Instagram c’est l’application Smartphone à la mode depuis quelques mois. Elle permet de prendre, retoucher et partager des photos avec des amis et des inconnus. Si elle n’était disponible que sur les mobiles, elle sera désormais accessible sur le web comme annoncé sur son blog le 6 novembre 2012. L’application rachetée par Facebook poursuit son développement et part à la conquête de nouveaux marchés. L’occasion de nous interroger sur les conséquences juridiques que ces évolutions pourraient entrainer au regard des contenus de l’application.

● **LISTE DES CONSIGNES**:
a: Recopiez fidèlement, dans l'extrait sur Instagram, le passage allant de « Instagram c’est l’application » jusqu'à « contenus de l’application. ».
b: Poursuivez l'extrait sur Instagram à la suite de sa dernière phrase.

● **DONNÉES FOURNIES**:

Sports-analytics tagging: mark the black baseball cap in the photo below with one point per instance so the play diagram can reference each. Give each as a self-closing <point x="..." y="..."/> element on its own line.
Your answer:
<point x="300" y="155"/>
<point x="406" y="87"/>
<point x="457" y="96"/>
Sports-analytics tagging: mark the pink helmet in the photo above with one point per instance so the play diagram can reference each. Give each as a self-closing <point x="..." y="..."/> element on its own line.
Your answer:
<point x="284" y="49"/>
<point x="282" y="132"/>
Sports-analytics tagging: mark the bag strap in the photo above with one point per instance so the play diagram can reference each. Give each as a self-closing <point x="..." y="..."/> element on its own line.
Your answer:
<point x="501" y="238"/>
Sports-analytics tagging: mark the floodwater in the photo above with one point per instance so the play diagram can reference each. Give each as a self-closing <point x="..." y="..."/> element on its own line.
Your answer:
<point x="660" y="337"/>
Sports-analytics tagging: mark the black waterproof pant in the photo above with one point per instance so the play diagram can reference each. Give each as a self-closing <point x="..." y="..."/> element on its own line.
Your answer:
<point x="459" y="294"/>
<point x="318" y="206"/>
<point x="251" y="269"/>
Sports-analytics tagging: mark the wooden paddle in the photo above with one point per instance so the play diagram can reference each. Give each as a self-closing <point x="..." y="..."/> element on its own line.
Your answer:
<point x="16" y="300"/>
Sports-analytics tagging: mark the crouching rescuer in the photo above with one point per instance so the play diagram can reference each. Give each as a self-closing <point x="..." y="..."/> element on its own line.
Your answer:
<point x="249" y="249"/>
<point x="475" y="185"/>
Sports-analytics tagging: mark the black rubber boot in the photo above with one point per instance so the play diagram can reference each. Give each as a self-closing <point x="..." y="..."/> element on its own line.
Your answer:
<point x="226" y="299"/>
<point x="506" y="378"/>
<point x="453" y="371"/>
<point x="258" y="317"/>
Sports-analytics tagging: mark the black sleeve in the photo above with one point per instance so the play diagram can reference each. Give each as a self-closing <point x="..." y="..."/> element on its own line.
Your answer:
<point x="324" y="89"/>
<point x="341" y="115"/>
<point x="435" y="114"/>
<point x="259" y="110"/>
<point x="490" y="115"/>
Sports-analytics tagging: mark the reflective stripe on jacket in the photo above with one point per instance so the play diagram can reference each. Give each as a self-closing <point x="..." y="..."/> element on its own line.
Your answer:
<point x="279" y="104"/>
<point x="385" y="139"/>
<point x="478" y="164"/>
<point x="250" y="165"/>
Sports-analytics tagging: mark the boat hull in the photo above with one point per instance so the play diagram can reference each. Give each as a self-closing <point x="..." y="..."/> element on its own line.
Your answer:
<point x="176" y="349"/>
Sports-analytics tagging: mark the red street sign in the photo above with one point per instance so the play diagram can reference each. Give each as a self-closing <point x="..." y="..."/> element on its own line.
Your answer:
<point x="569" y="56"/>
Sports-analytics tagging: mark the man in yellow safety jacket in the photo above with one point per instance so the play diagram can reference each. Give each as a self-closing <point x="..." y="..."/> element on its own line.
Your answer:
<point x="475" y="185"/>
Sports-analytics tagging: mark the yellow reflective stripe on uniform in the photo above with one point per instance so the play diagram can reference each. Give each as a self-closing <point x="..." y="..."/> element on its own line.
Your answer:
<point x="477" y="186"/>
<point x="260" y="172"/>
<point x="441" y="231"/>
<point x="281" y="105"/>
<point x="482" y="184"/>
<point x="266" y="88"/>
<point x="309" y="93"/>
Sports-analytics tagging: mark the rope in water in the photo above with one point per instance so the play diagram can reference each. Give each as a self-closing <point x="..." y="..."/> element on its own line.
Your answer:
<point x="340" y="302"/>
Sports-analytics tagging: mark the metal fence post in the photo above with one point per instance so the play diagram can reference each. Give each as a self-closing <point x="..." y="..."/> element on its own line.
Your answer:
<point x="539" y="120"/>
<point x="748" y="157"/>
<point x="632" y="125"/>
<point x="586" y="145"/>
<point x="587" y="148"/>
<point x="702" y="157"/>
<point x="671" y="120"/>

● **RÉSULTATS FINAUX**:
a:
Instagram c’est l’application Smartphone à la mode depuis quelques mois. Elle permet de prendre, retoucher et partager des photos avec des amis et des inconnus. Si elle n’était disponible que sur les mobiles, elle sera désormais accessible sur le web comme annoncé sur son blog le 6 novembre 2012. L’application rachetée par Facebook poursuit son développement et part à la conquête de nouveaux marchés. L’occasion de nous interroger sur les conséquences juridiques que ces évolutions pourraient entrainer au regard des contenus de l’application.

b:
Instagram et Facebook, une alliance de choc
Cette application mobile gratuite a été créée par Kevin Systrom et Mike Krieger en juillet 2010. En téléchargement sur l’Apple Store elle comptait initialement 80 utilisateurs, deux mois plus tard, ils étaient un million. Ce chiffre a été multiplié par cent en septembre 2012. Bien qu’elle soit de qualité et facile d’utilisation, l’application n’a rien de révolutionnaire puisqu’elle permet de prendre des photos et d’y ajouter des filtres (dignes d’un Polaroid vintage). Mais à la différence de ses concurrentes, elle propose de les partager avec des abonnés, et en particulier sur les réseaux sociaux (Facebook, Twitter). L’application est devenue le réseau social à la mode, nouveau lieu d’expression artistique. Instagram s’auto-identifie comme un « moyen drôle et décalé de partager votre vie à travers vos photos. » Même Twitter travaillerait à améliorer sa partie photos et envisage d’intégrer un logiciel filtres photos. Pour autant, si Instagram n’était au début qu’une simple application photos permettant de rajouter des effets, son système de partage n’a pas manqué d’intéresser le réseau social le plus connu au monde, qui comptabilise plus d’un milliard d’utilisateurs actifs : Facebook !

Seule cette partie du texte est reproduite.